TASK »
What lines in the material hold the string "black"? Return every one of them.

SOURCE MATERIAL »
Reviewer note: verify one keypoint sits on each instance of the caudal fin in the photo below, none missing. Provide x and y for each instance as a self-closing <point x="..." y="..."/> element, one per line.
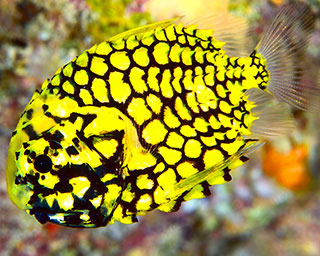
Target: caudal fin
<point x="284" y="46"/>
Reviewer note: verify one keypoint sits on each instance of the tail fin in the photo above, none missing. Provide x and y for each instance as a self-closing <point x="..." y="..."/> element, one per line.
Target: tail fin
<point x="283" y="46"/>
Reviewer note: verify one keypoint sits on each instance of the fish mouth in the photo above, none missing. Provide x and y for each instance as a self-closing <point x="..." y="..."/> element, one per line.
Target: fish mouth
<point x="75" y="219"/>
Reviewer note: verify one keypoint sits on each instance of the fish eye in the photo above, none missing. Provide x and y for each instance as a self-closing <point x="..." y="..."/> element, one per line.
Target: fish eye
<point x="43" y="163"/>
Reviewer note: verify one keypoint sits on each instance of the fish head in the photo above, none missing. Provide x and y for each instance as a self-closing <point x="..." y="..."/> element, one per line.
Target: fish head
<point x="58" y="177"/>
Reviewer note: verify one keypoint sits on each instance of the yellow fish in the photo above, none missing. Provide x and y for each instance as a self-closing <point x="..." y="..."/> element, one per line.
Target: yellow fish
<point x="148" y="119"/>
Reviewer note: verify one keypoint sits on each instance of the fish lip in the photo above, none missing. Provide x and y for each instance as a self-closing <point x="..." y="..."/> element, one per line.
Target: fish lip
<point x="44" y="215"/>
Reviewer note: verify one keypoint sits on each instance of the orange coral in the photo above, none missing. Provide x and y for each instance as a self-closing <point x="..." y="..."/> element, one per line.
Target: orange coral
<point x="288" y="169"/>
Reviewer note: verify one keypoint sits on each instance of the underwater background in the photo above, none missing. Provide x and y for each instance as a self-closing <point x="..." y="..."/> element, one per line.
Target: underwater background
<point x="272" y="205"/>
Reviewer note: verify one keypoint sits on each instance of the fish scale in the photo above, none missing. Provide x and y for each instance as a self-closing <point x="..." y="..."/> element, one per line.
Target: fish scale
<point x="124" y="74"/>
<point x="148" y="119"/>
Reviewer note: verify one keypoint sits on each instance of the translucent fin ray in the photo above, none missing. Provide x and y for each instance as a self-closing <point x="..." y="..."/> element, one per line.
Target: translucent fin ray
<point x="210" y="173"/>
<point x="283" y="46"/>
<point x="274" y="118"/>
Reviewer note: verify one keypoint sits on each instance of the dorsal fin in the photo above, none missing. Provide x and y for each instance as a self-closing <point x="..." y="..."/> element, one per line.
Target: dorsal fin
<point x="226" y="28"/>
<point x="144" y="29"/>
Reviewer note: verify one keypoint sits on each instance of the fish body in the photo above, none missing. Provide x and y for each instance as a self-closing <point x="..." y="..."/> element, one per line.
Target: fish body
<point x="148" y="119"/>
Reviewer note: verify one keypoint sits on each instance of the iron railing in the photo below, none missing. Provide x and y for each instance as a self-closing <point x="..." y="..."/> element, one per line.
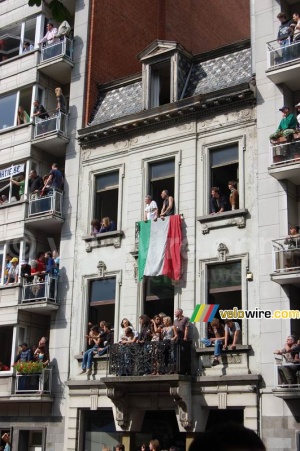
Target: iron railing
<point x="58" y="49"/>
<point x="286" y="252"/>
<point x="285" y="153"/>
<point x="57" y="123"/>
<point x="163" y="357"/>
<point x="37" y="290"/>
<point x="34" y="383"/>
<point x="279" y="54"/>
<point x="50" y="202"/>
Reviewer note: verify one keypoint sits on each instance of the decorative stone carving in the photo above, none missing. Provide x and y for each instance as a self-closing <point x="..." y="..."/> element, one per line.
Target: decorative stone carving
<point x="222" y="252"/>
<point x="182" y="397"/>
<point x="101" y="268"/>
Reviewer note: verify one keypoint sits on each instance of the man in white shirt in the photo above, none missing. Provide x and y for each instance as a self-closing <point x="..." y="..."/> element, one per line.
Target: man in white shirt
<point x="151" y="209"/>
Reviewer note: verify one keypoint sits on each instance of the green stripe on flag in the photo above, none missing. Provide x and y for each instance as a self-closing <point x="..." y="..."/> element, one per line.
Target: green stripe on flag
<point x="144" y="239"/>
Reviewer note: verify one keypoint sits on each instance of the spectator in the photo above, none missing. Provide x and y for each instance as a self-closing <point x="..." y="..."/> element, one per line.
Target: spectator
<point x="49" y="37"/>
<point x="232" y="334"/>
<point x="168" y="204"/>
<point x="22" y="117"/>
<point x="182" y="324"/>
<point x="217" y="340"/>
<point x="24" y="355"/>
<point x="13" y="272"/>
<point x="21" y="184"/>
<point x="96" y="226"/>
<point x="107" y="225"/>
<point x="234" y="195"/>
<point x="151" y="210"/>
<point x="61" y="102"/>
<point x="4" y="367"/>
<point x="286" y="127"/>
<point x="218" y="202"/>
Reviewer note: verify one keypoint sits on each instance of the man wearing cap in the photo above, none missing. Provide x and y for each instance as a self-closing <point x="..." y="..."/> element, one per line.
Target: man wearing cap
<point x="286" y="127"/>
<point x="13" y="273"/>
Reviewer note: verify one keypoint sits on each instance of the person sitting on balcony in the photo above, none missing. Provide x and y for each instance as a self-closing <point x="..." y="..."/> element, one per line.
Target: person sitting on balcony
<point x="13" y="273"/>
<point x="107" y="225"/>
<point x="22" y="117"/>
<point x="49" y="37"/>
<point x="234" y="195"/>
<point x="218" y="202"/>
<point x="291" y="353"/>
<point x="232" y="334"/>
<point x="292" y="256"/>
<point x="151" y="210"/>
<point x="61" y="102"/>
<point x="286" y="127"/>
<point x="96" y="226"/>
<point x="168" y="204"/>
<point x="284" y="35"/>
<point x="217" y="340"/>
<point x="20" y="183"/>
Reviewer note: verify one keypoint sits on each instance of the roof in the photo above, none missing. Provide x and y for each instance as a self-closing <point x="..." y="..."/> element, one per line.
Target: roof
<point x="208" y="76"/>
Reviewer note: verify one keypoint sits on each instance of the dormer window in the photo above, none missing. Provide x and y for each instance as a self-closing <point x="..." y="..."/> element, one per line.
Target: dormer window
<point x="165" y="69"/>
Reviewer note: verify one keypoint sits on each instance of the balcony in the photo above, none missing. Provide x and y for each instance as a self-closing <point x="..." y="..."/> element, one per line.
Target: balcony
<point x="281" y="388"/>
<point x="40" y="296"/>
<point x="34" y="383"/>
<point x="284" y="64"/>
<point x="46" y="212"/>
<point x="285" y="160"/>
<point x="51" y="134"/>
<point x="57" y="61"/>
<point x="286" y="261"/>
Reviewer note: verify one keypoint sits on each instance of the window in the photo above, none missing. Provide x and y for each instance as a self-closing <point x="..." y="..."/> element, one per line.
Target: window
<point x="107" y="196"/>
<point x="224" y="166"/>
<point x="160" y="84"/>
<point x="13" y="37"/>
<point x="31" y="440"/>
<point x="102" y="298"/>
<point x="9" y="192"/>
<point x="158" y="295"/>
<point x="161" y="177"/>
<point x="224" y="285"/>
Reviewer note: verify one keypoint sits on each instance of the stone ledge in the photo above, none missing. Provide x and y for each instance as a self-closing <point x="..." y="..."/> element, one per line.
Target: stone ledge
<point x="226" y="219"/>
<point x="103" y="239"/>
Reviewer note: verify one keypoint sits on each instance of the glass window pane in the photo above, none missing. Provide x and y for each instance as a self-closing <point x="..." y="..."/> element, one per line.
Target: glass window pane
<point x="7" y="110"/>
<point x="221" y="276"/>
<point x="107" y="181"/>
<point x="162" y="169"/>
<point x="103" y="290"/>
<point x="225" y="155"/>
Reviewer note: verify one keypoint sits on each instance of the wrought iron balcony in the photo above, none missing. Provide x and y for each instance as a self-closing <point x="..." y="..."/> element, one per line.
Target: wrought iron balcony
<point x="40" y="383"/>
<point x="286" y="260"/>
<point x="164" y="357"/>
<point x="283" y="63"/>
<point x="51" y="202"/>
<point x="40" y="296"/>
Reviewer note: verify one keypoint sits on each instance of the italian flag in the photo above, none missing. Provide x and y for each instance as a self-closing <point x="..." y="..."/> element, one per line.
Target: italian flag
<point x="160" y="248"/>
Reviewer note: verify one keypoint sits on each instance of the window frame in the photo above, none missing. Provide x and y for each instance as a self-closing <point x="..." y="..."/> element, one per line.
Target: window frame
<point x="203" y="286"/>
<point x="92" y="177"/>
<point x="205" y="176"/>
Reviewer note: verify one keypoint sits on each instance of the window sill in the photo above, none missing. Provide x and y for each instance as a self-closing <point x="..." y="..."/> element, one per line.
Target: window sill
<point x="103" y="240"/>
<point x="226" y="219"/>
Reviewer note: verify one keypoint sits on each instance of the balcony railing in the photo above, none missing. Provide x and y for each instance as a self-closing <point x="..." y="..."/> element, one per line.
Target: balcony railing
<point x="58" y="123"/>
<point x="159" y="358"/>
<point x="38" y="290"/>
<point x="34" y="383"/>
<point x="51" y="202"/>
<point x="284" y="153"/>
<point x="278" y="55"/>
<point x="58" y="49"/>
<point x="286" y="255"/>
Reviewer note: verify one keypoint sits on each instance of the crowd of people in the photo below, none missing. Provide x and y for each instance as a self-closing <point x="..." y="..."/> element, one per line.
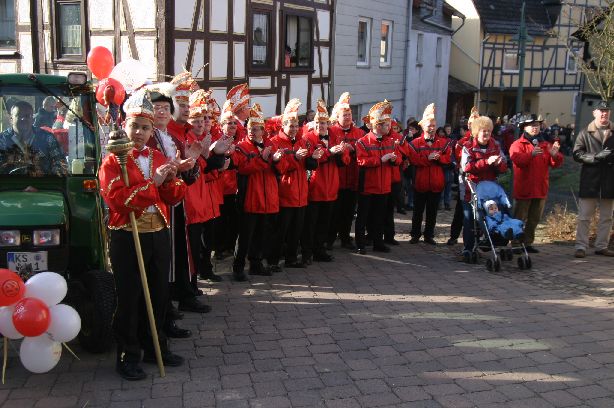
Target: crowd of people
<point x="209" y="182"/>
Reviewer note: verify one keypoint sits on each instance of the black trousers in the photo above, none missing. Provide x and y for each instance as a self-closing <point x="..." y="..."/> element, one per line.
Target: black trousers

SOLUTION TO THE EXERCISE »
Reviewer note: verify one keypoint sits on each instance of the black trousers in the photo above, none missing. Provide x and y for each instance as a self-closing <point x="..." y="..."/> element, one per line.
Target: black trousers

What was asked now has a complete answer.